**DIRECTIONS FOR THIS TASK**: With the images omitted, return all of the entries exactly as they stand.

Data entries:
★ ★ ★ ★ ★ ★ ★

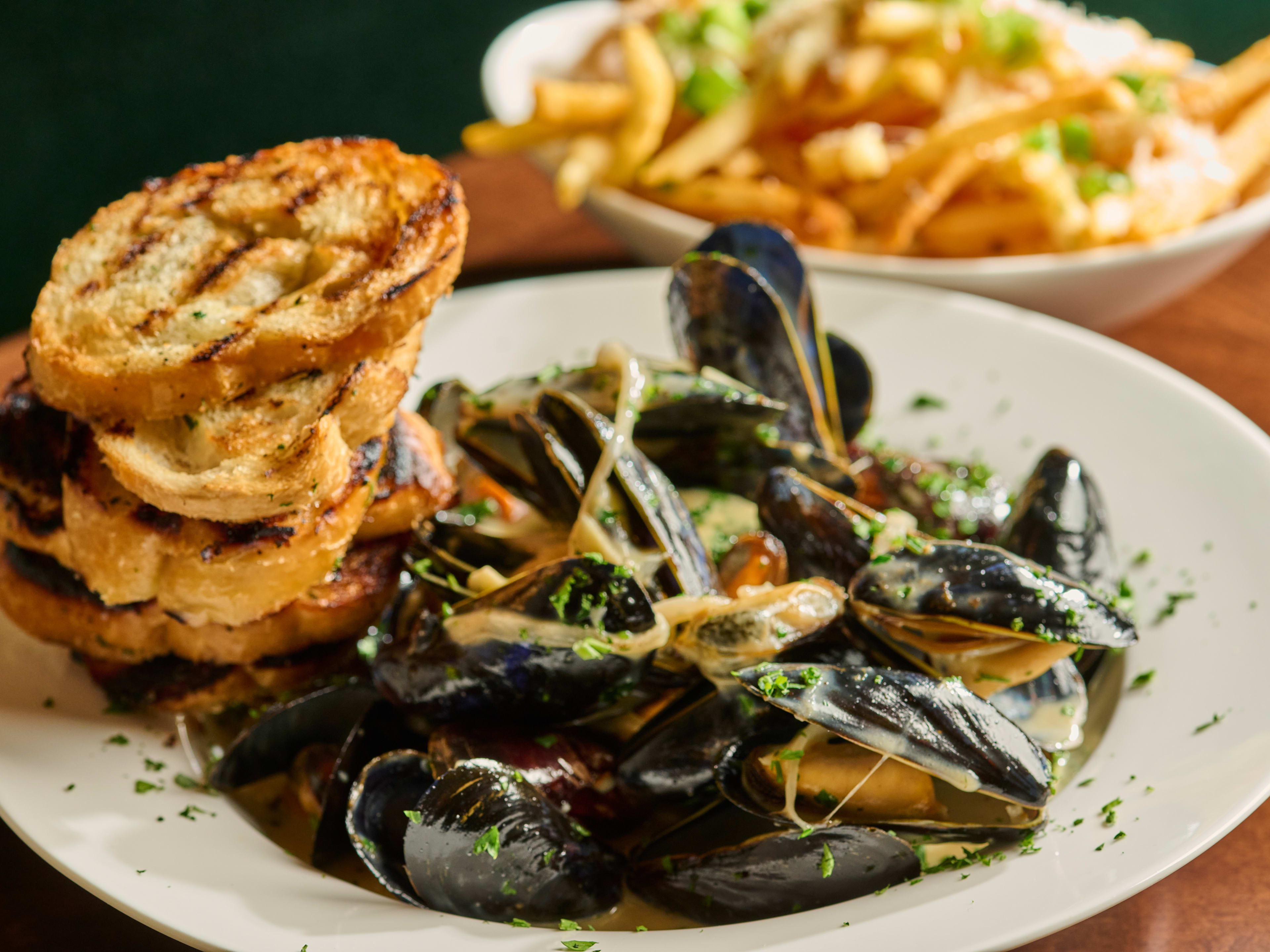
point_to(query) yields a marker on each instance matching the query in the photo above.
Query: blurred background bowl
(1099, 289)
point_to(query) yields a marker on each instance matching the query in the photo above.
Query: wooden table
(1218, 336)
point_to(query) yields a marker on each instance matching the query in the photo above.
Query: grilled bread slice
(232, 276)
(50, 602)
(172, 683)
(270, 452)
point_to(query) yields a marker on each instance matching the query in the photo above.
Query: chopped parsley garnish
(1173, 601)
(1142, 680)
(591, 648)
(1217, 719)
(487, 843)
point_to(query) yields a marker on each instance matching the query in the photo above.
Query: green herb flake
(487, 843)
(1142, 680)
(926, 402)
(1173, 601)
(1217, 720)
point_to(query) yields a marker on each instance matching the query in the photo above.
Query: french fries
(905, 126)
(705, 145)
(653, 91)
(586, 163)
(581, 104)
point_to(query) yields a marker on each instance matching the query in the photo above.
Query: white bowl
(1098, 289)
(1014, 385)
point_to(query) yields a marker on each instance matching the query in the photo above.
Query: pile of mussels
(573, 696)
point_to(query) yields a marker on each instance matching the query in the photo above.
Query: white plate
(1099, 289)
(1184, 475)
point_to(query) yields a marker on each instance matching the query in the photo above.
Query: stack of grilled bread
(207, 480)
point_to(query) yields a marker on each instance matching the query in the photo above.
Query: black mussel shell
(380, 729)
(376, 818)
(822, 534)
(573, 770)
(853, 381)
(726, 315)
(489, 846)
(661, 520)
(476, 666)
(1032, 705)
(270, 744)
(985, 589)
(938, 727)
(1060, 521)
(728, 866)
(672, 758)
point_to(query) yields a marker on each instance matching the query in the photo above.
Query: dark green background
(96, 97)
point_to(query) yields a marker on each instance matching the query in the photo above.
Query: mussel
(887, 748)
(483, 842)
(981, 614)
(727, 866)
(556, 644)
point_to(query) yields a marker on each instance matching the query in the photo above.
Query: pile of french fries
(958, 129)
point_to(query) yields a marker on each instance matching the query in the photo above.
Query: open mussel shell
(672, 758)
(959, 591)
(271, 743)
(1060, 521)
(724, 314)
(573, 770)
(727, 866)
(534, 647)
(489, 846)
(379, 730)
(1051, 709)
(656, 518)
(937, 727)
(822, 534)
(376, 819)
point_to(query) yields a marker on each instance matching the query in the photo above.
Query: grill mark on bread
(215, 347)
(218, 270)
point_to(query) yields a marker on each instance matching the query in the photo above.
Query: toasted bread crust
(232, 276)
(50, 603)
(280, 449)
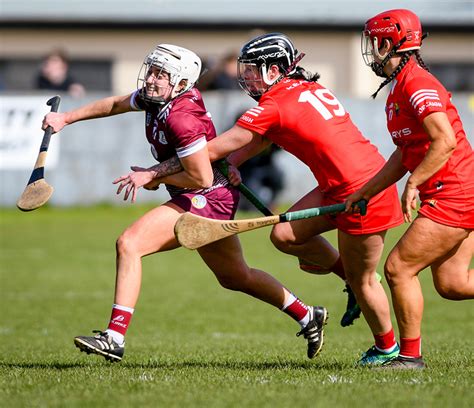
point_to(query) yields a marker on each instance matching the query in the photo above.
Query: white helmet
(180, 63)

★ ★ ★ ★ ★ ★ ★

**EXERCISE OUTPUT**:
point_to(query) yields a marker on each instance matching the query in the photo above.
Query: blurred background bowl
(1099, 289)
point_to(query) yields a marker on each instance matching the query in the photo above.
Query: wooden table
(1218, 336)
point_to(query) yields a marker on each instance matching the query in the photo above.
Query: grilled bread slice
(232, 276)
(50, 602)
(172, 683)
(270, 452)
point_to(query) yields a marker on each instance matching the query in the photo above.
Query: chopped parsley garnish
(1173, 601)
(1142, 680)
(591, 648)
(1217, 719)
(487, 843)
point_to(query) yields a marker on each instance matching the query in the photo above.
Query: green herb flake
(487, 843)
(1142, 680)
(926, 402)
(1173, 601)
(1217, 720)
point_to(query) yields a marker on each instance matching the query in the photo above.
Query: french fries
(905, 126)
(705, 145)
(653, 91)
(586, 163)
(581, 104)
point_to(query) yields a marker on each instance matching the query in the photo above.
Query: white bowl
(1098, 289)
(1014, 385)
point_to(query) yields a marker on each instance matching the query in the photo above.
Query: pile of mussels
(573, 696)
point_to(query) yields a marker on each instance matching the query in the photo above.
Query: white plate
(1099, 289)
(1184, 475)
point_to(query) yields a marker on each instance matching the query in the photo above.
Query: stack of grilled bread
(207, 480)
point_to(query) yields a marker on each instance matching the query in the photo above.
Query: black mussel shell
(380, 729)
(376, 818)
(822, 534)
(573, 770)
(853, 381)
(726, 315)
(489, 846)
(661, 520)
(476, 666)
(1032, 705)
(270, 744)
(985, 589)
(938, 727)
(1060, 521)
(728, 866)
(672, 758)
point_to(query) yields a marker on each instance matching the query in the photo above.
Query: dark green background
(96, 97)
point_to(query) yields a marker on each instance matching the query in the photo above.
Query: mussel
(887, 748)
(483, 842)
(981, 614)
(727, 866)
(556, 644)
point_to(query) yields a marker on each instance matching the query in the photo above.
Query: pile of french fries
(958, 129)
point_to(query) yields a marker on each instance matching the query in the photo above.
Query: open mussel shell
(672, 758)
(959, 591)
(271, 743)
(1060, 521)
(724, 314)
(573, 770)
(727, 866)
(534, 647)
(489, 846)
(379, 730)
(1051, 709)
(656, 518)
(937, 727)
(822, 534)
(376, 819)
point_to(query) yields a marker on each instance matching the query in the photo above.
Query: grill mark on bread
(215, 347)
(218, 270)
point_to(query) yields a marker on each instance matching the query in the photo above.
Query: toasted bread crust
(232, 276)
(50, 603)
(280, 449)
point_to(query) yields a marker on each instance matching the query in the photo above.
Query: white helmet
(180, 63)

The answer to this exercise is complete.